(Input data)
========

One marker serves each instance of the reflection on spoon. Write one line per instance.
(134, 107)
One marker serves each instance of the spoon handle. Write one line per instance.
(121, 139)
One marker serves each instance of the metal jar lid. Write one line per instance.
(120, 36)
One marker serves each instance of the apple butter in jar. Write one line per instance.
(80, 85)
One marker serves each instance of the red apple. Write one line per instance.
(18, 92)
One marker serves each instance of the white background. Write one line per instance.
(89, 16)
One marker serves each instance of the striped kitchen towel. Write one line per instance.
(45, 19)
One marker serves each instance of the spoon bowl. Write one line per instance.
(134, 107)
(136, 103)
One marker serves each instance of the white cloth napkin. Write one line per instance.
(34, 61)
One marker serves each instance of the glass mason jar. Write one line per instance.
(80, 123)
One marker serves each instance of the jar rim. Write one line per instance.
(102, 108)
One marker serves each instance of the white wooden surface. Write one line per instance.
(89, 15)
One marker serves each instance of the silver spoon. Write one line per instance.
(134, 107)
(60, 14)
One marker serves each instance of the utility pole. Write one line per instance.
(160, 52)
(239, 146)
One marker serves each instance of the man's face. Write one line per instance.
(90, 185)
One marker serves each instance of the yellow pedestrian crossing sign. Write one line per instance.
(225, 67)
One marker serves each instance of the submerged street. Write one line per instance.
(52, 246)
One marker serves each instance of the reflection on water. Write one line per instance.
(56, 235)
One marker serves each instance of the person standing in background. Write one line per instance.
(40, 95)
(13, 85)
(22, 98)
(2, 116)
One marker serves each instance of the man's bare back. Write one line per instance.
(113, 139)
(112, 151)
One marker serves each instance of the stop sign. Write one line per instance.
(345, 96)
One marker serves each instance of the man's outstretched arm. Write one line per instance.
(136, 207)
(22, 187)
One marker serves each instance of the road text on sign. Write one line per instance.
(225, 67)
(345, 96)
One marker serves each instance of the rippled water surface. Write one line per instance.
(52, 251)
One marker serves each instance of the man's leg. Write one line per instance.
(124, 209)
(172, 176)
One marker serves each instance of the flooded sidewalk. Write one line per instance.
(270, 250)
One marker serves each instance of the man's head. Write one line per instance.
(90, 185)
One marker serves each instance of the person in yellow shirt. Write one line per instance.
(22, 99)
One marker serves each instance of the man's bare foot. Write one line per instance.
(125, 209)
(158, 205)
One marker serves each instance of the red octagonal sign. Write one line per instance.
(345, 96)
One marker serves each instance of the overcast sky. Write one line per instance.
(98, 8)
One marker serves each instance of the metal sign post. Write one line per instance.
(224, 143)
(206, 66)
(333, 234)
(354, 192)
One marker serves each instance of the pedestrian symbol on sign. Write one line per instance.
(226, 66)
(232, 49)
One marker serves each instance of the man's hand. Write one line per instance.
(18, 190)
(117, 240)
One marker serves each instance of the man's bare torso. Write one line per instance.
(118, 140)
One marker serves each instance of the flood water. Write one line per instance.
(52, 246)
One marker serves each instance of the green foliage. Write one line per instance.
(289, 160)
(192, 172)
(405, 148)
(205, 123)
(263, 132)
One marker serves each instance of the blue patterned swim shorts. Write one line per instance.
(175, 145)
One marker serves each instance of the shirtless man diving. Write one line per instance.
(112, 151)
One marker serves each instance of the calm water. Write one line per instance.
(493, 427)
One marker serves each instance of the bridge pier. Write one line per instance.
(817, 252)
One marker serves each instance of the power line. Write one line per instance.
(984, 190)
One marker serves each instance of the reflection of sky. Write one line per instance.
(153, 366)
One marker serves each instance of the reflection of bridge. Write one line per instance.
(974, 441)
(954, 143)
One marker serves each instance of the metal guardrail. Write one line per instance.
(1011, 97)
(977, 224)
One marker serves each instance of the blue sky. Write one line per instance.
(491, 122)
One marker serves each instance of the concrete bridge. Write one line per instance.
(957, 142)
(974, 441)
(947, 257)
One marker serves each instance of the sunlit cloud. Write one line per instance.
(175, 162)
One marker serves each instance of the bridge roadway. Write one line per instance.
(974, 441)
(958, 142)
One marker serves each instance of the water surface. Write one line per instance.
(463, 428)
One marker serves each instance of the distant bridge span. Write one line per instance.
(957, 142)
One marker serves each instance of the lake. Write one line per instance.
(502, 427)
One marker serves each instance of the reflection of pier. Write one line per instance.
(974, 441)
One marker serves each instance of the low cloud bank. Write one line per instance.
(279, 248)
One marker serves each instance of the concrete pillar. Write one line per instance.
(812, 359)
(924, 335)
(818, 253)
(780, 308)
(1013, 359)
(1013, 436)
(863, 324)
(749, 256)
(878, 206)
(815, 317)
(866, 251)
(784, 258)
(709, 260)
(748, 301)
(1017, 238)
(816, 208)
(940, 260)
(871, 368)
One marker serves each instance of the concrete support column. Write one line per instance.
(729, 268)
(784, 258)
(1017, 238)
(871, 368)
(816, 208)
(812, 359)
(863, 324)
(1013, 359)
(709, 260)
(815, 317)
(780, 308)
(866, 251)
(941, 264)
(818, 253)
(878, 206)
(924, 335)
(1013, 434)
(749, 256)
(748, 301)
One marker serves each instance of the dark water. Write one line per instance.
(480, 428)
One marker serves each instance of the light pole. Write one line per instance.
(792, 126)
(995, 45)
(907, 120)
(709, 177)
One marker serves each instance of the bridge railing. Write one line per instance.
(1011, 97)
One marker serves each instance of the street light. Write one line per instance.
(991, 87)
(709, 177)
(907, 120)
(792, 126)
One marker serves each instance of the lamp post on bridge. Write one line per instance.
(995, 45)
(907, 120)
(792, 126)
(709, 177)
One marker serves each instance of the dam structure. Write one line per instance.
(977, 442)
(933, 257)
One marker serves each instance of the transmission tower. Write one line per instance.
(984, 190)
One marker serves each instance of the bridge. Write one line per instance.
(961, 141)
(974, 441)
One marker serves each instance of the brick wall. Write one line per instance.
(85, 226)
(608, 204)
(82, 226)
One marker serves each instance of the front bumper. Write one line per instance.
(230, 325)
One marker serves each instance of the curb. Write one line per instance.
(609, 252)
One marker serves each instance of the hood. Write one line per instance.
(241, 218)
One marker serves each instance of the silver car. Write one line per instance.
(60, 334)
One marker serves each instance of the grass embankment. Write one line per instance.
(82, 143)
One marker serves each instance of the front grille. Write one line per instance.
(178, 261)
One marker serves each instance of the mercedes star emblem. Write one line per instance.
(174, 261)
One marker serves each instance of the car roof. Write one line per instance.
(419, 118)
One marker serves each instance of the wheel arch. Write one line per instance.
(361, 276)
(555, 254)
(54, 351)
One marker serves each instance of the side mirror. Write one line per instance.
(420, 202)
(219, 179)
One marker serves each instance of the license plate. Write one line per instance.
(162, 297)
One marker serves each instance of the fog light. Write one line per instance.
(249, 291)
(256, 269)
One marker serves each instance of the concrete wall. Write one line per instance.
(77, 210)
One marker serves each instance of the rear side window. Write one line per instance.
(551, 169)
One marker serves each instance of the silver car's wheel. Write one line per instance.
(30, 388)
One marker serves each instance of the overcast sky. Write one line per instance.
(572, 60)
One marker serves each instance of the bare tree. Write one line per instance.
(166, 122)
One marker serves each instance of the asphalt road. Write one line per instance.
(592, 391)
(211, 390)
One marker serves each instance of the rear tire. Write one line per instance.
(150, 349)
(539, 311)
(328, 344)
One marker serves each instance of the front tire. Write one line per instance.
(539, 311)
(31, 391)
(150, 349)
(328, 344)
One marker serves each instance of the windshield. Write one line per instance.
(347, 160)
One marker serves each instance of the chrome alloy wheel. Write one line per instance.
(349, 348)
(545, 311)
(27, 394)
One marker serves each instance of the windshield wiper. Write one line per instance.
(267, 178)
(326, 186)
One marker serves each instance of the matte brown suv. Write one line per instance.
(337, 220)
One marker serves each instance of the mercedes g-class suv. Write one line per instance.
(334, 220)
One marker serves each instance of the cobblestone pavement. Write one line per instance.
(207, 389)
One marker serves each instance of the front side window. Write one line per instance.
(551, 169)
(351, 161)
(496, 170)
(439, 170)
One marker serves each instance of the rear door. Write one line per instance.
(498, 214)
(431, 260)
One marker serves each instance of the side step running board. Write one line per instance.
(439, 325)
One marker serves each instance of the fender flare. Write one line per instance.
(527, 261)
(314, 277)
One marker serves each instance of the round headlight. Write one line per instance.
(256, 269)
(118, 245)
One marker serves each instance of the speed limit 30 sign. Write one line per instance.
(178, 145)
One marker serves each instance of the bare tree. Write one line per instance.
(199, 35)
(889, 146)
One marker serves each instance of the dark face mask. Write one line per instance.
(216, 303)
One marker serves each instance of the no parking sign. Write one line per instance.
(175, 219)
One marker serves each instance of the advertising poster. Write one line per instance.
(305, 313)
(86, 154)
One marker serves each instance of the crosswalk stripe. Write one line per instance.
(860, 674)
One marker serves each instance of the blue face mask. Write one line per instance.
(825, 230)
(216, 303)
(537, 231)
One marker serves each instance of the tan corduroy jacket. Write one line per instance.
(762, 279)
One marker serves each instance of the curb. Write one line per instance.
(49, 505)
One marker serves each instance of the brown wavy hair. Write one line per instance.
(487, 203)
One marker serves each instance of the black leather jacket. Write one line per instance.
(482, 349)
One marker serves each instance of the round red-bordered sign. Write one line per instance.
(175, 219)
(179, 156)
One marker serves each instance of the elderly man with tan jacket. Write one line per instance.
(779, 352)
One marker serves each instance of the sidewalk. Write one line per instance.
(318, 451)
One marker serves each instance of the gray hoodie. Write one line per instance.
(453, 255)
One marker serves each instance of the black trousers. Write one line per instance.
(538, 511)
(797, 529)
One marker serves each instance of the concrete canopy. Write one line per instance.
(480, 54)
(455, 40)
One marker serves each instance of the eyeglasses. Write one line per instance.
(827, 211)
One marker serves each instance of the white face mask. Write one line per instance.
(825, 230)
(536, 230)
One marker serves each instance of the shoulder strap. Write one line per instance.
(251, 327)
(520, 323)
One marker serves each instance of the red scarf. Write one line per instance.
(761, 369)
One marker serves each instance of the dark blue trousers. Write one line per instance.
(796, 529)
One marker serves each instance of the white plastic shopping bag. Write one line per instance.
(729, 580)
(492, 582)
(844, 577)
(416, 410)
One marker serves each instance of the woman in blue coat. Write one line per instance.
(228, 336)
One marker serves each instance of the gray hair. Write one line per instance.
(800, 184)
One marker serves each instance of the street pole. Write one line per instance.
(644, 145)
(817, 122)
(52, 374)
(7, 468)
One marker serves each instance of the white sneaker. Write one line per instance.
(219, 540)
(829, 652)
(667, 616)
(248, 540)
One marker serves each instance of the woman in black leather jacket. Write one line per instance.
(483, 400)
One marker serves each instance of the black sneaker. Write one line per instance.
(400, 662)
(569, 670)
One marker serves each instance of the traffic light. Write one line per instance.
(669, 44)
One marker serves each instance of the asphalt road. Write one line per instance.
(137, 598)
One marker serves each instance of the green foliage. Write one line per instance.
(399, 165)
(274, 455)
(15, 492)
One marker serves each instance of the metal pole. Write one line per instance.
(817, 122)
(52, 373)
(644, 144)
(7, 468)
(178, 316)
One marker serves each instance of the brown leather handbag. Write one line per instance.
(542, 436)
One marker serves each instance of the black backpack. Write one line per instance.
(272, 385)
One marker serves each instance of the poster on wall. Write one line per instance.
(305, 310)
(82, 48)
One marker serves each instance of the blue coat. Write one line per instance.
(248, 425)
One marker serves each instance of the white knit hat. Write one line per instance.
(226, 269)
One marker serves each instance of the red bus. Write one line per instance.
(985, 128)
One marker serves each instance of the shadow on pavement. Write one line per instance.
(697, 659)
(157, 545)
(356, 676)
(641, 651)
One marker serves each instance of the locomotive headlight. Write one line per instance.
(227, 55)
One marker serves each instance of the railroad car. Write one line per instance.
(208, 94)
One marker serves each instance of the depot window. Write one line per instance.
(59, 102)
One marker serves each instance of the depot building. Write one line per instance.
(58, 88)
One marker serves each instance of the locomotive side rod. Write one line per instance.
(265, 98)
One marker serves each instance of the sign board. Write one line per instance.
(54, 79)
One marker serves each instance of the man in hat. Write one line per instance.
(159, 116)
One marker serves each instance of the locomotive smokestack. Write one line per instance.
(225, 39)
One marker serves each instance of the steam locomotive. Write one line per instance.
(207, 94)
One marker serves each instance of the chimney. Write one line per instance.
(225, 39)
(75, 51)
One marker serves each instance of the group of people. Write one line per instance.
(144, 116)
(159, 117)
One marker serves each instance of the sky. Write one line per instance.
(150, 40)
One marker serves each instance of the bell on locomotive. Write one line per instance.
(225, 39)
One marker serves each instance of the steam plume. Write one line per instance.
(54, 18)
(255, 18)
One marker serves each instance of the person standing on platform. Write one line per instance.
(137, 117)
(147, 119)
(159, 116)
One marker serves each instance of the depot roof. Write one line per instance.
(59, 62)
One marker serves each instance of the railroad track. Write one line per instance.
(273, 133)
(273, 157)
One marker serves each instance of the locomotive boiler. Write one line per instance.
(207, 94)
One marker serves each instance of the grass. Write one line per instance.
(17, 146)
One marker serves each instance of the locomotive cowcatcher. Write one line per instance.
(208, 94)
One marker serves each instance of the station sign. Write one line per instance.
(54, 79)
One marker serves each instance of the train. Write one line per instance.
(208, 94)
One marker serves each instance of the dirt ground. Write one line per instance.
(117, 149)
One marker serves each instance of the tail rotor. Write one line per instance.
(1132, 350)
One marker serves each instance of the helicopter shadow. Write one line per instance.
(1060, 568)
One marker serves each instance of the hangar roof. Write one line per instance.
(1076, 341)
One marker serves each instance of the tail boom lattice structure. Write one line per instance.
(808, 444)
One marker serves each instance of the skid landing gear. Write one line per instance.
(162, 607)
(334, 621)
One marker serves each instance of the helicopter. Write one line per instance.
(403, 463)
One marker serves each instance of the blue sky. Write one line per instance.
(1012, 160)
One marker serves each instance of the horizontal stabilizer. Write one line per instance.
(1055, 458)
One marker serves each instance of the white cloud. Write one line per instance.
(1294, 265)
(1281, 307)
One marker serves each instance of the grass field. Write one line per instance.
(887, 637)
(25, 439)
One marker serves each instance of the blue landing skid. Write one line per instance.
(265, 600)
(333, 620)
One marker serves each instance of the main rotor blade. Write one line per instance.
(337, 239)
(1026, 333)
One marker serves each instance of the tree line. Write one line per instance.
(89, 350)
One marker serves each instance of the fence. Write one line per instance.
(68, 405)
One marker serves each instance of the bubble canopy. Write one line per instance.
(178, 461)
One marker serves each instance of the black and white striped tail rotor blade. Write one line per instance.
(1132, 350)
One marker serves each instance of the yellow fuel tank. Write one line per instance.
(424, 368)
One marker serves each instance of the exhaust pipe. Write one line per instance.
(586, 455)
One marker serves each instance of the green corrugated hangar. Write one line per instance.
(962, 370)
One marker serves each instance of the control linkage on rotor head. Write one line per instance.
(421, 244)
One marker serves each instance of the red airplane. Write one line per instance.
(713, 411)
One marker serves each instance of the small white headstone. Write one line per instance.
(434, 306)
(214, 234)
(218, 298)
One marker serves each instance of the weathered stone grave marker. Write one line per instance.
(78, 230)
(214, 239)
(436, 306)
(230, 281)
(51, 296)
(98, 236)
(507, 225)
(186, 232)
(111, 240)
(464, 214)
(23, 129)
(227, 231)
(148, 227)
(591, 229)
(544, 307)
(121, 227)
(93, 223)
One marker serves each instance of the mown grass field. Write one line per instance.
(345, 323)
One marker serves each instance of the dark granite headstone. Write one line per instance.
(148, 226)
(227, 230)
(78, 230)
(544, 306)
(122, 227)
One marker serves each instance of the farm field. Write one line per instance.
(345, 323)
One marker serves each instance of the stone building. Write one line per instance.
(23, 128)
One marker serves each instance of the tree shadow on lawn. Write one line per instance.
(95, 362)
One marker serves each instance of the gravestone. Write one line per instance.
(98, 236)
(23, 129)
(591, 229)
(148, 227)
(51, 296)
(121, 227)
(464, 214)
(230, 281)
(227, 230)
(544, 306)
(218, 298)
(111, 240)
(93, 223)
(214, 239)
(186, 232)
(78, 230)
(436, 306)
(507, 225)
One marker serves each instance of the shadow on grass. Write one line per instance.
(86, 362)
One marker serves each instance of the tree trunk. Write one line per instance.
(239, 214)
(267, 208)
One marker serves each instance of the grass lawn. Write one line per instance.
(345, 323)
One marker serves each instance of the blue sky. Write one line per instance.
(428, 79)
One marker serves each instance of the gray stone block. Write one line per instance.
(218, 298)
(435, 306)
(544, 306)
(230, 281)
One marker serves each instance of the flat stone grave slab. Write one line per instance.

========

(What is needed)
Reproduce the listing from the line with "One marker serves each instance of the locomotive boiler." up to and including the line with "(1060, 568)", switching "locomotive" to "engine" and leaving everything else unchanged.

(Correct answer)
One marker serves each instance of the engine boiler. Write one line per instance.
(207, 94)
One marker serves each instance of the grass. Write one line per instance.
(17, 146)
One marker serves each instance of the engine cowcatcher. Write one line per instance.
(208, 94)
One marker serves each instance of the station sign. Write one line per instance.
(54, 79)
One marker serves each instance of the train. Write one line per instance.
(208, 94)
One marker serves each instance of the dirt ground. Write one line per instance.
(117, 149)
One marker serves each instance of the tail rotor. Write one line per instance.
(1132, 350)
One marker serves each instance of the helicopter shadow. Write one line per instance.
(1060, 568)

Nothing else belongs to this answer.